*Stated goal*
Extract each line in the records below that contains the string "Target".

*Exercise material*
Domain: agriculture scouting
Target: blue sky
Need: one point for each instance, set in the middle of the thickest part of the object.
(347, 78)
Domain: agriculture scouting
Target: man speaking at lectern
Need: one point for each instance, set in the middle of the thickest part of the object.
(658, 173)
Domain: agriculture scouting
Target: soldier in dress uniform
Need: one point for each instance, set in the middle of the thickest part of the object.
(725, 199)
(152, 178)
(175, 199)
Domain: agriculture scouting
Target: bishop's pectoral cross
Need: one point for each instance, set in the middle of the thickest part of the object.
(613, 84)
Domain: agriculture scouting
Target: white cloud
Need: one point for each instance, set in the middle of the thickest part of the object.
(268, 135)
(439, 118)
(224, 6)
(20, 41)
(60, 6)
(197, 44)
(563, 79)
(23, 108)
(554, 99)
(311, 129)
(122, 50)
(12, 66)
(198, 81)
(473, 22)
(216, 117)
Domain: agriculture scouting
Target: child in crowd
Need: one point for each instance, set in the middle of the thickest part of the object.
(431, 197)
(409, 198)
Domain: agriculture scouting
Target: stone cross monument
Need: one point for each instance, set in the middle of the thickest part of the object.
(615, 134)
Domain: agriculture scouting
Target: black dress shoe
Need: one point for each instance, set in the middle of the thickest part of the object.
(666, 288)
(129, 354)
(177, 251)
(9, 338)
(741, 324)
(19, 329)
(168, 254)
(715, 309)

*Written answer*
Target: blue sky
Target: man speaking at lectern
Target: soldier in dress uniform
Target: bishop's pectoral cross
Target: white cloud
Target: child in crowd
Target: stone cross monument
Target: black dress shoe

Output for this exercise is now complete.